Supplied passage:
━━━━

In some embodiments, the wake-up packet includes second group number information. The step (step S3) of detecting whether the wake-up packet meets the preset condition includes: detecting whether the wake-up packet matches the device. The step of detecting whether the wake-up packet matches the device includes: detecting whether the second group number information of the wake-up packet matches the first group number information of the device. If the second group number information of the wake-up packet matches the first group number information of the device, it means that the wake-up packet meets the preset condition. Otherwise, if the second group number information of the wake-up packet does not match the first group number information of the device, it means that the wake-up packet does not meet the preset condition.
In some embodiments, the step of detecting whether the wake-up packet matches the device further includes: detecting whether the second group number information of the wake-up packet matches the preset group number information. If the second group number information of the wake-up packet matches the preset group number information, it means that the wake-up packet meets the preset condition. Otherwise, if the second group number information of the wake-up packet does not match the preset group number information, it means that the wake-up packet does not meet the preset condition. Whether the wake-up packet matches the device may also be detected in such a manner.
In some embodiments, the weights of the preset group number information and the first group number information may also be set respectively, and whether the wake-up packet matches the device is comprehensively detected based on the preset group number information and the first group number information.
If the wake-up packet does not meet the preset condition, step S5 of controlling the device to go to sleep is executed. If the wake-up packet meets the preset condition, step S4 of controlling the device to open a third receipt time window, receive communication information, and process the communication information is executed, and after communication information processing is completed, step S5 of controlling the device to go to sleep is executed. In the present disclosure, by detecting whether the wake-up packet meets the preset condition, the probability of a false wake-up of the device can be further reduced, and the false wake-up power consumption of the device can be further reduced.
In sub-step S41, the device is controlled to open a third receipt time window and receive communication information, where the third receipt time window is longer than the second receipt time window and is generally of the order of seconds(s).
In sub-step S42, the communication information is demodulated, and cyclic redundancy check (CRC) verification is performed on the communication information.
In sub-step S43, whether the communication information passes the CRC verification is determined. If the communication information passes the CRC verification, sub-step S44 of performing a decryption check on the communication information is executed. If the communication information fails the CRC verification, sub-step S47 of controlling the device to go to sleep is executed.
In sub-step S45, whether the communication information passes the decryption check is determined. If the communication information passes the decryption check, sub-step S46 of demodulating payload information and executing a communication instruction is executed, and sub-step S47 of controlling the device to go to sleep is executed after the communication instruction is executed. If the communication information fails the decryption check, sub-step S47 of controlling the device to go to sleep is executed.

━━━━

(Data records)
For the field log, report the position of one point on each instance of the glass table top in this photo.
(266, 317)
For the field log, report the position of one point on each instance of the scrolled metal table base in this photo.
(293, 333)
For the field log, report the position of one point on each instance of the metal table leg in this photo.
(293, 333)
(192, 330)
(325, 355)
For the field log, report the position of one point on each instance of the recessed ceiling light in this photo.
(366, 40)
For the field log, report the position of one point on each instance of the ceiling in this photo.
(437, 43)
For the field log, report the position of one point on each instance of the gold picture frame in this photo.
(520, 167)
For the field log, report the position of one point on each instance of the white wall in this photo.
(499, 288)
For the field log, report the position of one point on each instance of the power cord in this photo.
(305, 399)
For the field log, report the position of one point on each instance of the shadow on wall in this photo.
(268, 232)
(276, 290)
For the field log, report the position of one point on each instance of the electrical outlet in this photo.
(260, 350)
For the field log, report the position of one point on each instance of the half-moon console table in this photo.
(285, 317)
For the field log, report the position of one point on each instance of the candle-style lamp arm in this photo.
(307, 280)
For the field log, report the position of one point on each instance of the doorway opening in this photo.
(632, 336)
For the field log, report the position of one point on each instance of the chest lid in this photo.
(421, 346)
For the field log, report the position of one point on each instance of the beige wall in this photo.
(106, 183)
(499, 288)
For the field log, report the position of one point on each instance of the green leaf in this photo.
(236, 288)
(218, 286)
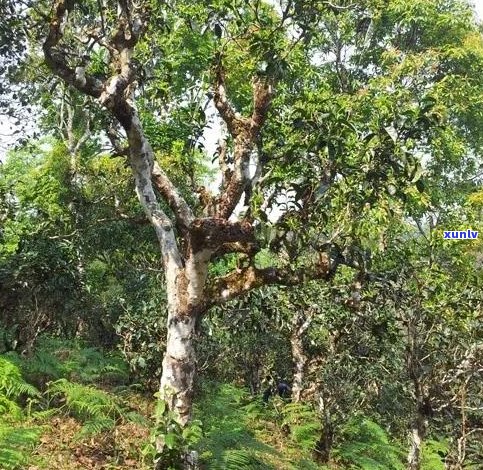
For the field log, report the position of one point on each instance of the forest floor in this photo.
(78, 411)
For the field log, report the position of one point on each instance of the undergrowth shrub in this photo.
(17, 438)
(56, 358)
(303, 423)
(97, 409)
(228, 414)
(365, 445)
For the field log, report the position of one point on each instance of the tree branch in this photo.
(245, 133)
(56, 59)
(239, 281)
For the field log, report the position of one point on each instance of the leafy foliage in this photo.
(367, 446)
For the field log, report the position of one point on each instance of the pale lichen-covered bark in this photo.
(300, 323)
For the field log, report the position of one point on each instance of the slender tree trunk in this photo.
(417, 434)
(420, 420)
(185, 291)
(300, 323)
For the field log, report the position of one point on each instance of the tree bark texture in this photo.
(203, 238)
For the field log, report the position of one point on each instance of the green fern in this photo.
(98, 410)
(240, 459)
(56, 358)
(12, 384)
(431, 454)
(366, 446)
(16, 444)
(304, 424)
(16, 439)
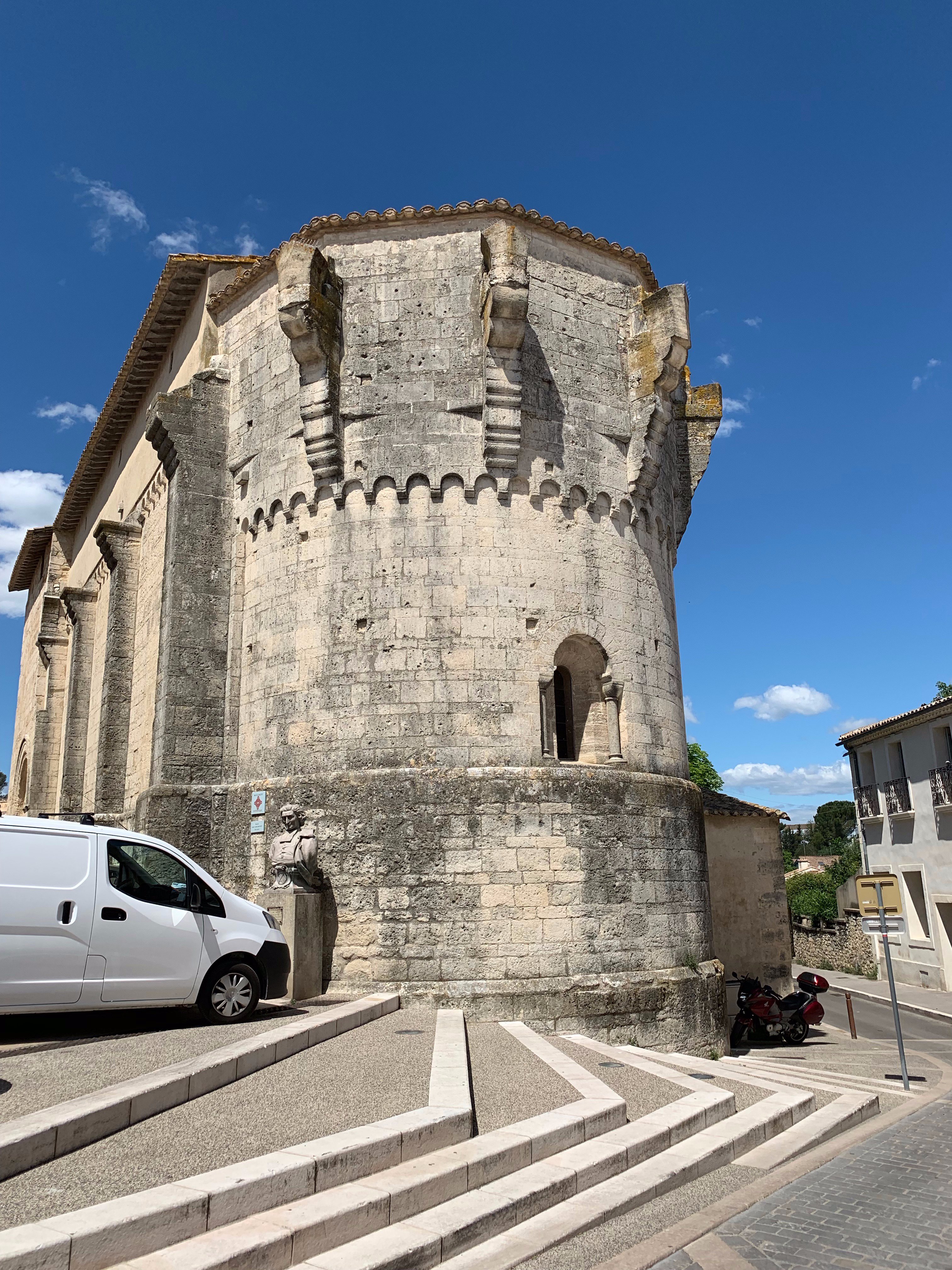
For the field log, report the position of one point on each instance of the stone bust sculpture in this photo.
(294, 854)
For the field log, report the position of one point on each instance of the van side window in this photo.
(211, 903)
(148, 874)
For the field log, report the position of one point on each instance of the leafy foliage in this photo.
(702, 771)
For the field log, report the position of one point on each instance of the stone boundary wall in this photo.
(843, 947)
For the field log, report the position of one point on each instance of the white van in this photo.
(97, 919)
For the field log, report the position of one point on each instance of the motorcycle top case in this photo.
(810, 982)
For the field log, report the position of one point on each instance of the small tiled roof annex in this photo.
(360, 220)
(895, 722)
(723, 804)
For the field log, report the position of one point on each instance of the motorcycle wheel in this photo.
(798, 1030)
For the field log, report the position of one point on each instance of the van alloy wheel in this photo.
(233, 994)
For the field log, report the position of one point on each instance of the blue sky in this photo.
(790, 163)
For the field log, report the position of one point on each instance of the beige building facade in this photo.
(385, 525)
(903, 787)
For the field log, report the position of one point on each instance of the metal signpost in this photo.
(895, 923)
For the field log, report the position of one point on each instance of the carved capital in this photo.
(658, 343)
(310, 312)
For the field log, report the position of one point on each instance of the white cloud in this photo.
(733, 404)
(244, 242)
(814, 779)
(182, 242)
(68, 413)
(784, 699)
(728, 427)
(27, 500)
(115, 205)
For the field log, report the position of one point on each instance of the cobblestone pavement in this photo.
(884, 1204)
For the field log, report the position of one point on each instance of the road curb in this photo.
(903, 1005)
(42, 1136)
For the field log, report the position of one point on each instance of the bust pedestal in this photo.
(299, 914)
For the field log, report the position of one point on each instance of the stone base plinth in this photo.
(569, 897)
(299, 914)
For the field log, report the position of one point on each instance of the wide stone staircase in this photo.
(418, 1191)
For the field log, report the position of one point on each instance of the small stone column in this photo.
(120, 545)
(81, 610)
(614, 691)
(299, 915)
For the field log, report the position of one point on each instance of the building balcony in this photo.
(941, 781)
(898, 798)
(867, 801)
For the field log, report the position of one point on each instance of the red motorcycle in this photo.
(763, 1015)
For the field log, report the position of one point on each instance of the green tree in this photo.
(835, 827)
(702, 771)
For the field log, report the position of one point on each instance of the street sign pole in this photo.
(885, 934)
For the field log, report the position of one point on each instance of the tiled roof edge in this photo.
(894, 721)
(32, 548)
(179, 275)
(391, 215)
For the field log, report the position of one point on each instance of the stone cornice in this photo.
(408, 215)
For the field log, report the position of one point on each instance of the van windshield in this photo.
(148, 874)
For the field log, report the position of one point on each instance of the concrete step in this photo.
(33, 1140)
(845, 1113)
(572, 1187)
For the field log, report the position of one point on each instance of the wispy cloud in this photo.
(785, 699)
(115, 208)
(27, 500)
(68, 413)
(918, 380)
(244, 242)
(181, 242)
(813, 779)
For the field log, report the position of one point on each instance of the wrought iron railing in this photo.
(941, 781)
(867, 801)
(898, 798)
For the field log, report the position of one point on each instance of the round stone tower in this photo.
(461, 453)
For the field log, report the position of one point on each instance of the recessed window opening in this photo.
(918, 908)
(565, 732)
(867, 771)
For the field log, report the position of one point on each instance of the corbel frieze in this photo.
(310, 312)
(657, 345)
(504, 315)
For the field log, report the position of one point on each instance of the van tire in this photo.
(230, 994)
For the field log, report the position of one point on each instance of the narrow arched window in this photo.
(565, 732)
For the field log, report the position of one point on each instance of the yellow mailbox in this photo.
(866, 895)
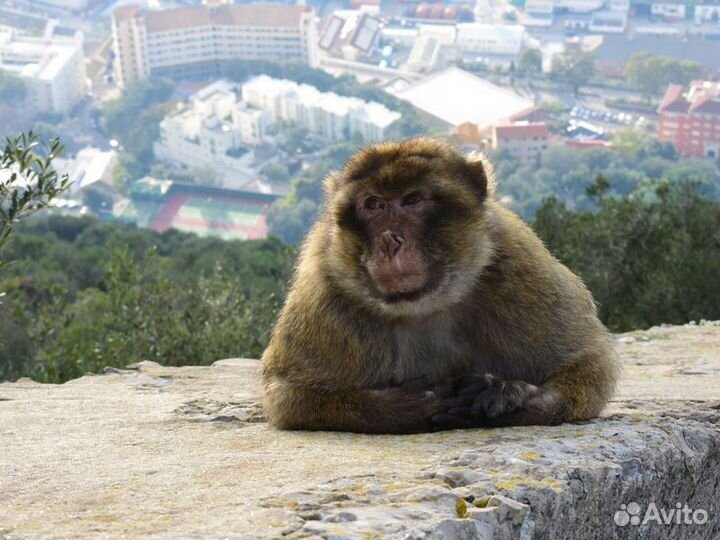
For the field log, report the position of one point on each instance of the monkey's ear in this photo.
(481, 173)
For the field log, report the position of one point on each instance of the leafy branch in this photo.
(28, 181)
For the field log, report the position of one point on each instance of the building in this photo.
(216, 130)
(707, 13)
(193, 42)
(324, 113)
(690, 119)
(609, 22)
(524, 141)
(461, 101)
(89, 170)
(668, 11)
(490, 39)
(52, 68)
(539, 13)
(349, 34)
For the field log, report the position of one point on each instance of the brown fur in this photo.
(342, 359)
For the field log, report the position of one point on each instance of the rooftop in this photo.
(374, 112)
(33, 57)
(521, 130)
(456, 97)
(700, 97)
(264, 15)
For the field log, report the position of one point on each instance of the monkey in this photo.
(420, 303)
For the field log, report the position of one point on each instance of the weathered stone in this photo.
(185, 453)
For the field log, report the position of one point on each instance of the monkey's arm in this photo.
(399, 409)
(576, 391)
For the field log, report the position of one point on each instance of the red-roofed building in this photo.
(523, 140)
(690, 119)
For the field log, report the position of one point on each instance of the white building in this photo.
(53, 69)
(192, 42)
(707, 13)
(670, 11)
(490, 39)
(216, 130)
(325, 113)
(462, 100)
(90, 169)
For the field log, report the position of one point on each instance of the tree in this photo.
(530, 62)
(575, 68)
(651, 74)
(648, 258)
(28, 181)
(134, 119)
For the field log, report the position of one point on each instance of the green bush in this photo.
(84, 295)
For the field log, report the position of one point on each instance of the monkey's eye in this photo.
(412, 198)
(374, 203)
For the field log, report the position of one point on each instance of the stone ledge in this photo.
(184, 452)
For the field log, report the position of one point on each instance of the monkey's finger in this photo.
(460, 411)
(457, 401)
(449, 421)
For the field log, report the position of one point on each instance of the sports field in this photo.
(222, 216)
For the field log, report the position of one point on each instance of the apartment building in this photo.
(490, 39)
(193, 42)
(52, 68)
(523, 140)
(324, 113)
(216, 129)
(690, 119)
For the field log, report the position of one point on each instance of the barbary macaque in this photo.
(420, 303)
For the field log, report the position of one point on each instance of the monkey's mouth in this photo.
(394, 287)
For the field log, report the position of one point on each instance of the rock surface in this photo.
(184, 453)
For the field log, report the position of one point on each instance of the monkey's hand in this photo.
(485, 400)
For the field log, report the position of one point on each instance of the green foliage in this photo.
(134, 120)
(649, 258)
(85, 295)
(28, 181)
(291, 217)
(651, 74)
(634, 158)
(12, 88)
(574, 68)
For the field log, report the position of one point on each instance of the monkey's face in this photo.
(409, 228)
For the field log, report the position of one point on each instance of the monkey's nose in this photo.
(392, 243)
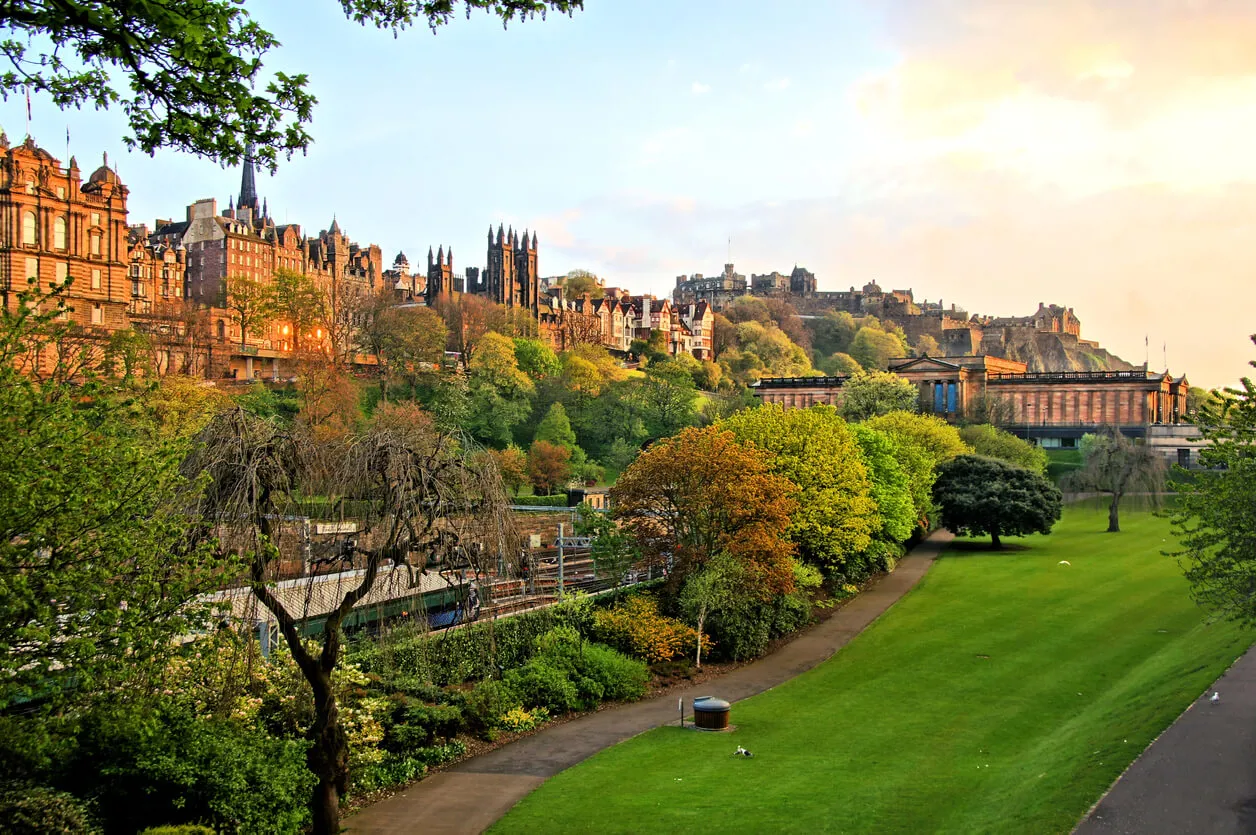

━━━━

What is asked: Decide whether each statement below agrees with the wake-up packet text, answering yes or no and quoting the exact words of the text that settle it. 1. The third receipt time window is shorter than the second receipt time window. 2. When the communication information fails the CRC verification, the device is controlled to go to sleep. 3. Separate weights may be set for the preset group number information and the first group number information.

Problem solution:
1. No: "the third receipt time window is longer than the second receipt time window"
2. Yes: "If the communication information fails the CRC verification, sub-step S47 of controlling the device to go to sleep is executed."
3. Yes: "the weights of the preset group number information and the first group number information may also be set respectively"